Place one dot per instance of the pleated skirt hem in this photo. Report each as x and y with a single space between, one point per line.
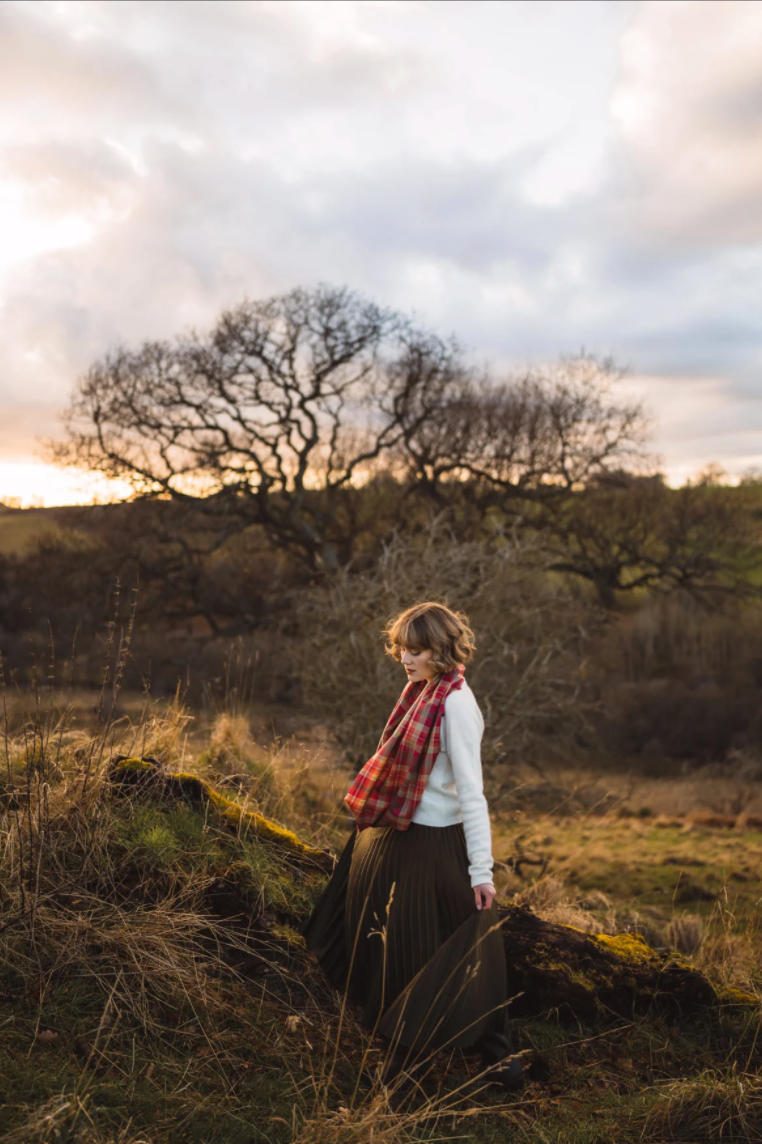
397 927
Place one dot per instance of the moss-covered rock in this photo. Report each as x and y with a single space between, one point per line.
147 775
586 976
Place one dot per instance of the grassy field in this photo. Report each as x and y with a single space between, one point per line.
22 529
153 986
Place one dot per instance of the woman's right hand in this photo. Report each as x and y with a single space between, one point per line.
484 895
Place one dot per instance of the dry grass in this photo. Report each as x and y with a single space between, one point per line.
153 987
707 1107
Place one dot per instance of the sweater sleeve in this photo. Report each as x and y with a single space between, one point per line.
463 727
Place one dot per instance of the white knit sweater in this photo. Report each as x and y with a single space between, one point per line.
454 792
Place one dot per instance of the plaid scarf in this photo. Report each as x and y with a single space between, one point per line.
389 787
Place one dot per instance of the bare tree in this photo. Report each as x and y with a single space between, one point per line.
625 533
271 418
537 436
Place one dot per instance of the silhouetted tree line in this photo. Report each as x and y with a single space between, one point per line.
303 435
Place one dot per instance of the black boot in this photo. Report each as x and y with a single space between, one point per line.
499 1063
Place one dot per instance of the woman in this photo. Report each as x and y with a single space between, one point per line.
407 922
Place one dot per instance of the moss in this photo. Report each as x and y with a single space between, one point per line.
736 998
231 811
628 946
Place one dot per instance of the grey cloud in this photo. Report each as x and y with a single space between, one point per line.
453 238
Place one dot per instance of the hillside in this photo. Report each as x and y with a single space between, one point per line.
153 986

━━━━━━━━━━

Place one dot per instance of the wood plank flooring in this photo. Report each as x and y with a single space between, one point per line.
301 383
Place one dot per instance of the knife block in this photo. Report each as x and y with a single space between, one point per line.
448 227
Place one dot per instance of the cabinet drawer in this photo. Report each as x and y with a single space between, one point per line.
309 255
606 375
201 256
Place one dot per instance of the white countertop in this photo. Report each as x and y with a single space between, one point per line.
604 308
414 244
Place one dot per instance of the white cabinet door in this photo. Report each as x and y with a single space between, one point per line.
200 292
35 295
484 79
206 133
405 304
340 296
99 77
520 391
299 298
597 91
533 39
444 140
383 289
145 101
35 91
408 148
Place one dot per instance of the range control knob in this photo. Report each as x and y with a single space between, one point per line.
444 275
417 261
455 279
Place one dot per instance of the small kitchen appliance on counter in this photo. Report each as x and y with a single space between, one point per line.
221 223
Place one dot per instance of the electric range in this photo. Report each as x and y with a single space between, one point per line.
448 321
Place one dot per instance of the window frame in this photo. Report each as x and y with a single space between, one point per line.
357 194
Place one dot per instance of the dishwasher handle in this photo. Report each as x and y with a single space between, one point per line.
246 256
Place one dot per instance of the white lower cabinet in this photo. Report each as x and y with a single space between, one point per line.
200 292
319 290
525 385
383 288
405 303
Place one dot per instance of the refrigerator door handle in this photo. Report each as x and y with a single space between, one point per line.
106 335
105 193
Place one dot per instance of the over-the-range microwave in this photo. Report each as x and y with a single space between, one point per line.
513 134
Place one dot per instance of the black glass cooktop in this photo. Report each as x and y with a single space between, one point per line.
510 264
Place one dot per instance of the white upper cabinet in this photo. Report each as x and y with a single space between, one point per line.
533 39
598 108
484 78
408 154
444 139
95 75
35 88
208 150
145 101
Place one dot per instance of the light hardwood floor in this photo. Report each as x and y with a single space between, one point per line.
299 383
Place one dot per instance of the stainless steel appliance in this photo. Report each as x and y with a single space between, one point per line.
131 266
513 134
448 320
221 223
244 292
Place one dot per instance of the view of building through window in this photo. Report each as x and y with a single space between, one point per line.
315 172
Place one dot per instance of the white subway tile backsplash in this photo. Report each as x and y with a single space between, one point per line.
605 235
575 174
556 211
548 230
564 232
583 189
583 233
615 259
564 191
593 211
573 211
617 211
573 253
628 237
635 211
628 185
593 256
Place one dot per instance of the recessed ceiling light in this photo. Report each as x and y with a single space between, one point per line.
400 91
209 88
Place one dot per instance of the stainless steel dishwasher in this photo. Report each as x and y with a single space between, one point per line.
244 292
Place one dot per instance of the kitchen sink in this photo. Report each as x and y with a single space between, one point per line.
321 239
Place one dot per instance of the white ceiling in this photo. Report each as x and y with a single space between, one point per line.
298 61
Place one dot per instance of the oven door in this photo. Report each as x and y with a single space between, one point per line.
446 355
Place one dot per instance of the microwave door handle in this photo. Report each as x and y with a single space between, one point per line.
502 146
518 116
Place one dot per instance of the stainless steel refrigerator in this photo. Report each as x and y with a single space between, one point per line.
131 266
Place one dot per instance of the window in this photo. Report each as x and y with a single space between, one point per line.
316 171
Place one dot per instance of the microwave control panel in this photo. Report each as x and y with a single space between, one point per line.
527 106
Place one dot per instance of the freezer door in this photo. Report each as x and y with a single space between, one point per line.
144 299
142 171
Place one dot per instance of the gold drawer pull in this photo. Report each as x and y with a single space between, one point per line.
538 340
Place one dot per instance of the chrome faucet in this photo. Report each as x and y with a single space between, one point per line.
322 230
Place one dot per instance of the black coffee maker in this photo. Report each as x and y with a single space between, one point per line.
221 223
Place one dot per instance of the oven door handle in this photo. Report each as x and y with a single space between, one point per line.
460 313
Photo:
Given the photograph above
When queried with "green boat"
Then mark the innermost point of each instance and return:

━━━━━━━━━━

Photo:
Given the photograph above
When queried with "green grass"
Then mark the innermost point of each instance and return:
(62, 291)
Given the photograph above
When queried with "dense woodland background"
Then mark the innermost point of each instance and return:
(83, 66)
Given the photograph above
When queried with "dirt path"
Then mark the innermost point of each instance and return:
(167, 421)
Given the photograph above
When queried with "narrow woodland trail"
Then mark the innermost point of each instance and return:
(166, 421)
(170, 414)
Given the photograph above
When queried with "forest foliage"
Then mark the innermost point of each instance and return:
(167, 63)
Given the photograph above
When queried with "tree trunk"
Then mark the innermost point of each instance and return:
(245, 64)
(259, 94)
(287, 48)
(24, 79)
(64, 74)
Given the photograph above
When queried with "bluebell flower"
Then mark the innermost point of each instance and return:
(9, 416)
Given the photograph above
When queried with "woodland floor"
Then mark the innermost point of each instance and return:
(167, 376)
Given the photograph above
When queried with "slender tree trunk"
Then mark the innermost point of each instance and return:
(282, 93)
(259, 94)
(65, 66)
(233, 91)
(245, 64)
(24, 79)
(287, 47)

━━━━━━━━━━

• Problem details:
Across the material, count every line that holds "green" and state only how many there are.

• Solution to this exercise:
2